▶ Set exercise: Reproduce all entries word for word.

* Begin The data *

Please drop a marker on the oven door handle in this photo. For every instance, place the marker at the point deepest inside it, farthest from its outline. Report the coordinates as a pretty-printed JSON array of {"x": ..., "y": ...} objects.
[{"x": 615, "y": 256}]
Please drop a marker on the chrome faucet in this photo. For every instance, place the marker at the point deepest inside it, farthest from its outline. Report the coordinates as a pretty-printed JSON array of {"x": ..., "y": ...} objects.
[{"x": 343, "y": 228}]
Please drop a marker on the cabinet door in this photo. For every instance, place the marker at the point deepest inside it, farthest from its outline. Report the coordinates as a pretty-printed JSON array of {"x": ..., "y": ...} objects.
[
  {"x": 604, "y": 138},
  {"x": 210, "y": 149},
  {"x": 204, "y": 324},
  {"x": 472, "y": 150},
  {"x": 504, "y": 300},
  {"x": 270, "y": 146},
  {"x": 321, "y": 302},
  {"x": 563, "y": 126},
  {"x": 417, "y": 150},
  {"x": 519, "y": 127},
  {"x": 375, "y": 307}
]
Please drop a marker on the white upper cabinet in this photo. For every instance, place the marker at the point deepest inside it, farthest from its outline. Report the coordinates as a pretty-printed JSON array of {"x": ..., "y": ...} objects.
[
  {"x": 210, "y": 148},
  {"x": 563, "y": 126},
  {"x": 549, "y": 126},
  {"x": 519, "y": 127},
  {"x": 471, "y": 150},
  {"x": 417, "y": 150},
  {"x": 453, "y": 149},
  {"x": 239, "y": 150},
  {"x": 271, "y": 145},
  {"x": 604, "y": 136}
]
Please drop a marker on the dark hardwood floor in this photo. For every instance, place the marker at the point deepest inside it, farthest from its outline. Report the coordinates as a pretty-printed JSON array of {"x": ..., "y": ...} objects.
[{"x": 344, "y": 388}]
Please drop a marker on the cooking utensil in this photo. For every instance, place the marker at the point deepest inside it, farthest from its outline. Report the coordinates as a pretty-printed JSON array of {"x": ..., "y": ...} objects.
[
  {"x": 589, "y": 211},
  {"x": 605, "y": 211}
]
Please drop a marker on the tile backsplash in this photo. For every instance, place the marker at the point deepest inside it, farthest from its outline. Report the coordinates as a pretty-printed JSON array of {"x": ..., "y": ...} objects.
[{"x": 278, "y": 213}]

* End The data *

▶ Correct answer:
Please drop a marker on the oven door handle in this photo. For every instance, place the marker at the point deepest inside it, farthest from its outline. Report the coordinates as a pretty-printed JSON array of {"x": ..., "y": ...} objects.
[{"x": 615, "y": 256}]
Please drop a marker on the chrome faucet in this photo. For every instance, place the marker at the point deepest inside it, farthest from its outline. Report the coordinates as a pretty-printed JSON array of {"x": ..., "y": ...} objects.
[{"x": 343, "y": 228}]
Please drop a marker on the cabinet door in this photo. For every instance, place the marker at the point deepest inside it, farthest from its outline. Report the coordinates as a pretty-printed JSON array of {"x": ..., "y": ...} objects.
[
  {"x": 604, "y": 138},
  {"x": 210, "y": 149},
  {"x": 204, "y": 324},
  {"x": 472, "y": 150},
  {"x": 504, "y": 300},
  {"x": 270, "y": 146},
  {"x": 321, "y": 302},
  {"x": 563, "y": 126},
  {"x": 417, "y": 150},
  {"x": 519, "y": 127},
  {"x": 375, "y": 307}
]
Please drop a marker on the white upper cabinet in this photo. For every instance, place the marker at the point deepest inside it, farthest from its outline. Report the coordinates as a pretty-printed JSON array of {"x": ..., "y": ...} objects.
[
  {"x": 210, "y": 148},
  {"x": 563, "y": 126},
  {"x": 549, "y": 126},
  {"x": 519, "y": 127},
  {"x": 471, "y": 150},
  {"x": 417, "y": 150},
  {"x": 453, "y": 149},
  {"x": 239, "y": 150},
  {"x": 271, "y": 145},
  {"x": 604, "y": 136}
]
Please drop a marker on the dark hardwood floor in this photo. For every instance, place the marker at the point deepest inside it, farthest from its outline. Report the coordinates as a pretty-printed JSON array of {"x": ..., "y": ...} objects.
[{"x": 344, "y": 388}]
Please drop a marker on the cooking utensil in this photo. For every instance, place the marker at the point deepest inside it, farthest from its outline. Report the coordinates as a pretty-printed JSON array of {"x": ..., "y": ...} objects.
[
  {"x": 589, "y": 211},
  {"x": 605, "y": 211}
]
Please drop a marker on the tile backsplash in this photo. For every instance, place the marker at the point deepest inside it, farthest from its outline. Report the coordinates as a pretty-printed JSON array of {"x": ..., "y": ...} objects.
[{"x": 278, "y": 213}]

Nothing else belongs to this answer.